## AVAILABLE RECORDS:
※

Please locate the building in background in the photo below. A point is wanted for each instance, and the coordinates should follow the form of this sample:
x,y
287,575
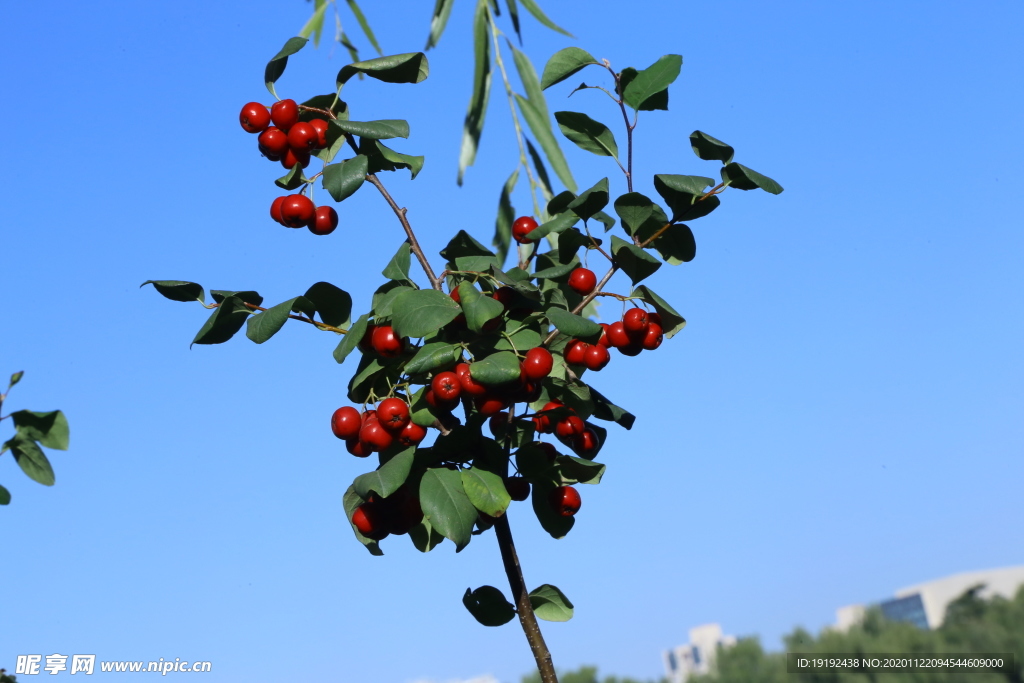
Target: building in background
x,y
696,656
925,604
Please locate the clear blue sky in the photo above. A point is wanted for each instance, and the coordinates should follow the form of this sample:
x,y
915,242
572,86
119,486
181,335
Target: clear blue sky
x,y
843,415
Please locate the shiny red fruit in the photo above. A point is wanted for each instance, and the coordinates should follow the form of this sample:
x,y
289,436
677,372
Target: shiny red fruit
x,y
583,281
518,487
412,434
596,357
285,114
522,226
345,422
386,342
654,337
297,210
445,386
393,415
273,142
564,501
254,118
538,364
321,127
576,351
324,221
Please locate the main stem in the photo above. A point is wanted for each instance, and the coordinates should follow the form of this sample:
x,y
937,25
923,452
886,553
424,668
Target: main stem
x,y
526,617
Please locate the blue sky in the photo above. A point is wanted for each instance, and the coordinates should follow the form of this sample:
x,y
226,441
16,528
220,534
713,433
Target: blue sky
x,y
841,417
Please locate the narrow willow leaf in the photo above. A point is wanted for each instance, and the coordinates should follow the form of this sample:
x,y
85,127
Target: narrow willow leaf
x,y
278,62
563,63
473,124
541,127
588,134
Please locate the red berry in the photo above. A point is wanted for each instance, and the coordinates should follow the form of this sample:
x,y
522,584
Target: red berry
x,y
445,386
297,210
518,487
654,337
617,336
635,323
358,449
321,127
469,385
292,158
254,118
273,142
564,501
345,422
393,415
412,434
576,351
325,220
285,114
596,357
538,364
570,426
275,210
583,281
522,226
386,342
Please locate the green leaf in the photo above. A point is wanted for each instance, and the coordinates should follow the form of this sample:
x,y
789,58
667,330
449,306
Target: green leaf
x,y
350,501
741,177
497,369
485,491
658,100
225,321
376,130
559,223
506,215
425,537
442,9
445,505
433,356
540,125
652,80
672,322
605,410
343,179
333,304
397,160
388,477
488,606
711,148
367,31
408,68
422,312
633,260
563,63
588,134
463,244
574,326
177,290
351,339
397,267
50,429
539,14
32,460
552,522
591,201
293,179
550,603
473,124
275,67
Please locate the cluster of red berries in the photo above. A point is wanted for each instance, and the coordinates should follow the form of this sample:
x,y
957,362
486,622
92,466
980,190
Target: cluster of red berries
x,y
291,141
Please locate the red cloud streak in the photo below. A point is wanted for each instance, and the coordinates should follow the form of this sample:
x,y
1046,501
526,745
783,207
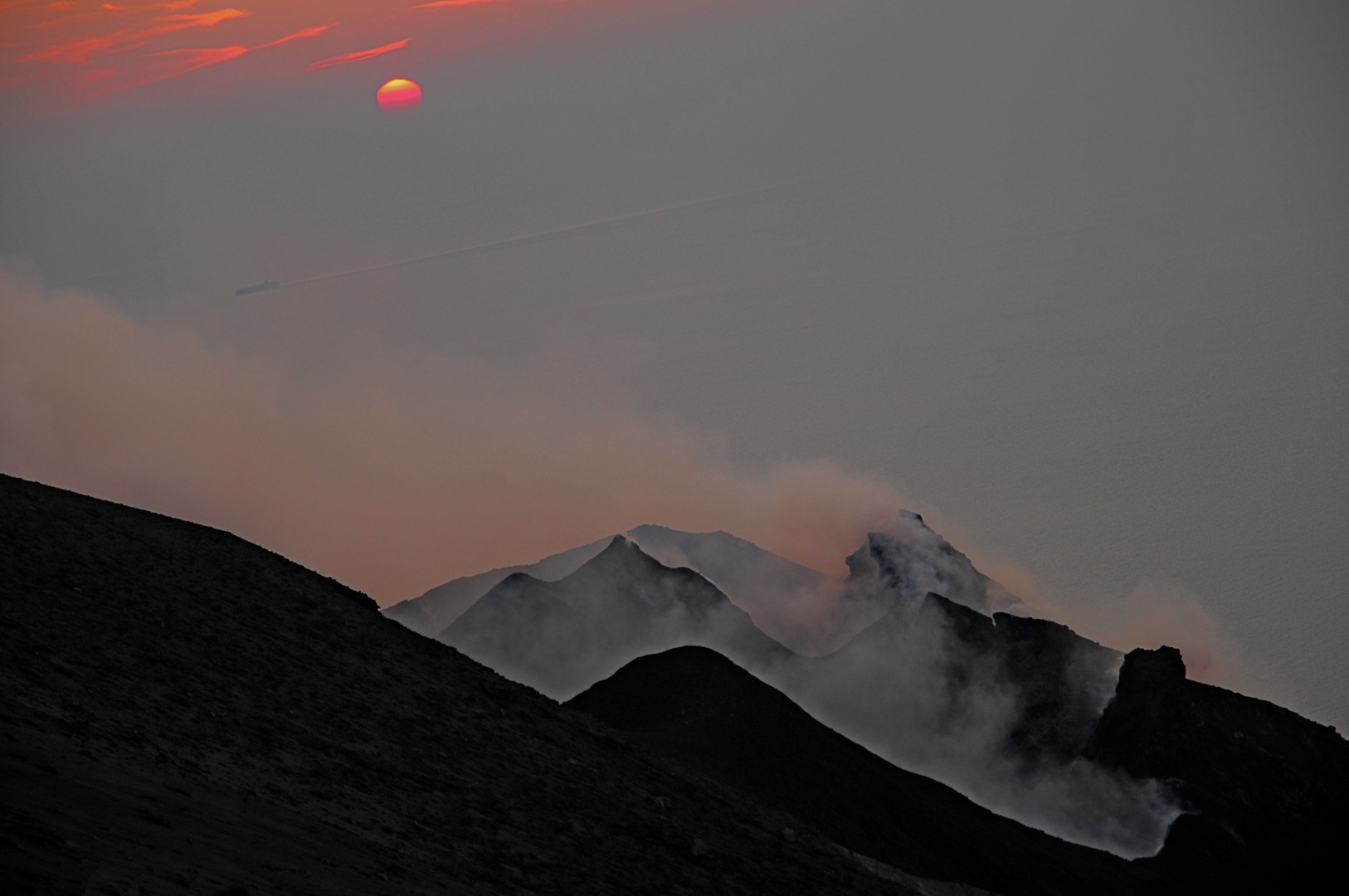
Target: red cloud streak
x,y
357,57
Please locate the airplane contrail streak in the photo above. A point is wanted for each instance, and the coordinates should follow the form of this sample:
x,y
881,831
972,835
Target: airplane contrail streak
x,y
512,241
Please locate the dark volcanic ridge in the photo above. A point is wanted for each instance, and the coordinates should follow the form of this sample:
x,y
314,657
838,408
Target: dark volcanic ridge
x,y
185,711
189,713
699,708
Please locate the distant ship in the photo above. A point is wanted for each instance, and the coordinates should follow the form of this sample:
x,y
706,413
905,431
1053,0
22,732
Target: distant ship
x,y
258,288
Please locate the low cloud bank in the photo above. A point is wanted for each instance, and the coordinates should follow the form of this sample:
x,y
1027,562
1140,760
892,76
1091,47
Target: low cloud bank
x,y
386,485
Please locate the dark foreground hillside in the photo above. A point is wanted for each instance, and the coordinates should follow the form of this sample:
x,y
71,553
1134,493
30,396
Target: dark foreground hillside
x,y
699,708
185,713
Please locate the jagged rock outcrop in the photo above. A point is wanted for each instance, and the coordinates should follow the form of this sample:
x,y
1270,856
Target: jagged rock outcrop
x,y
562,635
699,708
1266,791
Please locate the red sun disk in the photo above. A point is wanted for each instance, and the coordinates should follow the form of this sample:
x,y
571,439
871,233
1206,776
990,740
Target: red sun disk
x,y
398,95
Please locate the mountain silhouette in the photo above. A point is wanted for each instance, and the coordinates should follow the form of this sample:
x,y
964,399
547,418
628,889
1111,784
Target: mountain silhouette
x,y
562,635
699,708
185,711
431,613
1266,791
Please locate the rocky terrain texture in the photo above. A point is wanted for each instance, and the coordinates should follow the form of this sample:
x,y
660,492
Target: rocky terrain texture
x,y
185,713
699,708
431,613
1266,791
562,635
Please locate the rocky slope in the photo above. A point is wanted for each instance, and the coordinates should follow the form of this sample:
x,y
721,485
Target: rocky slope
x,y
1266,791
699,708
562,635
185,713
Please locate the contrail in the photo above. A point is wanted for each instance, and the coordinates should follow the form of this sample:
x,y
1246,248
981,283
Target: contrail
x,y
513,241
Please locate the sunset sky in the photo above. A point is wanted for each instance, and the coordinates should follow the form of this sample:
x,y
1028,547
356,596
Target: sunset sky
x,y
1067,278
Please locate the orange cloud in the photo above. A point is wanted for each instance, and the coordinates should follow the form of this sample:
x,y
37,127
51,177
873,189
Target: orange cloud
x,y
80,51
389,485
450,3
300,36
358,57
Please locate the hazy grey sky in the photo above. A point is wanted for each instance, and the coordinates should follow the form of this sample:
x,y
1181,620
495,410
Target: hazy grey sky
x,y
1069,277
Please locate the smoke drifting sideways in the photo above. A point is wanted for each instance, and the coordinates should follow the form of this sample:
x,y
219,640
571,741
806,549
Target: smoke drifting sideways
x,y
997,708
389,485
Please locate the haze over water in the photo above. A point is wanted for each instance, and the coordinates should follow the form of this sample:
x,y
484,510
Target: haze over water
x,y
1071,280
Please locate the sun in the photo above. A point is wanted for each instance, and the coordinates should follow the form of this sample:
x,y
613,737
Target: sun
x,y
398,95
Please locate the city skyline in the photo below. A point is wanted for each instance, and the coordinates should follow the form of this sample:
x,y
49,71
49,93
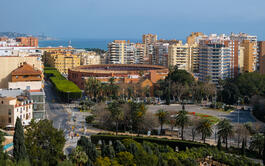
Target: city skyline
x,y
120,19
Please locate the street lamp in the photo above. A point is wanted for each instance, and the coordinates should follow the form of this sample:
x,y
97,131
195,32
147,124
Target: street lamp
x,y
183,105
238,101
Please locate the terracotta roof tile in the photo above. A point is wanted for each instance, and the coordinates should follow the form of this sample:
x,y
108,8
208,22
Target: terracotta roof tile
x,y
26,69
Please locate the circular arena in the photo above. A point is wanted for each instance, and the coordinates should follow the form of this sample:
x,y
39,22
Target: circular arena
x,y
127,73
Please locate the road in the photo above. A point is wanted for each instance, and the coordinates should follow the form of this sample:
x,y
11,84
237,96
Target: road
x,y
61,115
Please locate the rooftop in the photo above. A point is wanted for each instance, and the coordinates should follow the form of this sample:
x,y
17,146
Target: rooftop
x,y
26,69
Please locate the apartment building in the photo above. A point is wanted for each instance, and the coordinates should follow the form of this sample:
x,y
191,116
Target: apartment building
x,y
13,107
62,60
125,52
185,56
149,38
160,54
214,60
249,42
261,54
10,63
139,53
30,80
19,42
89,58
28,41
149,41
192,38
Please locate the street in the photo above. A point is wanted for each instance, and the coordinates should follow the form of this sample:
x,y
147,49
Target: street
x,y
72,122
60,115
244,116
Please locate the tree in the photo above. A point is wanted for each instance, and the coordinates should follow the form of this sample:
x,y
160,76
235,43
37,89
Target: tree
x,y
219,143
119,147
93,88
19,151
78,156
193,123
230,93
257,142
103,161
225,129
89,148
171,122
116,113
107,151
162,117
44,143
113,88
89,119
178,89
125,159
65,163
137,111
182,120
205,128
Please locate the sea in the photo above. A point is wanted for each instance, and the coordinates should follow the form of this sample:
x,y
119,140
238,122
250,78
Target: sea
x,y
81,43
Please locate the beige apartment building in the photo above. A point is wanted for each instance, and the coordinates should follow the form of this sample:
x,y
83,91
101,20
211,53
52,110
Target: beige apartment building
x,y
62,60
10,63
261,46
185,56
89,58
191,39
250,57
149,40
11,108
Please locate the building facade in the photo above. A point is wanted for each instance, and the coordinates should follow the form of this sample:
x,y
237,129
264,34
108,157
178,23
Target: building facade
x,y
214,61
129,73
10,63
261,52
89,58
11,108
125,52
62,60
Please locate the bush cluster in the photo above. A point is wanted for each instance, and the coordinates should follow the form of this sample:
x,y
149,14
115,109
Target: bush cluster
x,y
66,89
181,144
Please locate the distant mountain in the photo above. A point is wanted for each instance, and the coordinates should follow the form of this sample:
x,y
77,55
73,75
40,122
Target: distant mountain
x,y
15,34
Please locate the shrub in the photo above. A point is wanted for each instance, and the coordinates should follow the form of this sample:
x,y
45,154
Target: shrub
x,y
66,89
181,144
90,119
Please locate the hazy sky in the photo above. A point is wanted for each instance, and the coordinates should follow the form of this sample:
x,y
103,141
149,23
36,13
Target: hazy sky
x,y
123,19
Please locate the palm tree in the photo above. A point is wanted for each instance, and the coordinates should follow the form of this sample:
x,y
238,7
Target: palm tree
x,y
113,88
257,143
93,88
225,129
116,113
162,117
182,120
78,156
205,128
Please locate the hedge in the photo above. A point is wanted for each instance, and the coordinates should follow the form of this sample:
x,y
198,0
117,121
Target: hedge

※

## WHAT IS REQUIRED:
Locate the line with "Please locate the distant mountain" in the entries above; extract it and every line after it, verbatim.

## TASK RESPONSE:
Please locate the distant mountain in the photo above. A point is wanted for each instance, and the coordinates should follow the form of this sample:
x,y
77,55
73,75
40,122
Target: distant mountain
x,y
15,34
Please locate the shrub in the photo above. A point is wanted for each instance, and the coordinates should follow the form of this sample:
x,y
45,154
Target: shrub
x,y
66,89
181,144
90,119
Please locate the hazy sky in the photo above. A point is wanted for each instance, and the coordinates should follow the form of this sample:
x,y
103,141
149,23
36,13
Target: hazy sky
x,y
123,19
Please locate the palm tree in the photo above. A point is wanted for each instance, and the coordinates should follow the form of this sample:
x,y
238,7
Target: palm tree
x,y
113,88
257,143
93,88
225,129
116,113
162,117
182,120
78,156
205,128
Please locate the hedge in the photo above. A point is wanted for each instance, and the coordinates should follow the form of this sample:
x,y
198,0
117,121
Target: hedge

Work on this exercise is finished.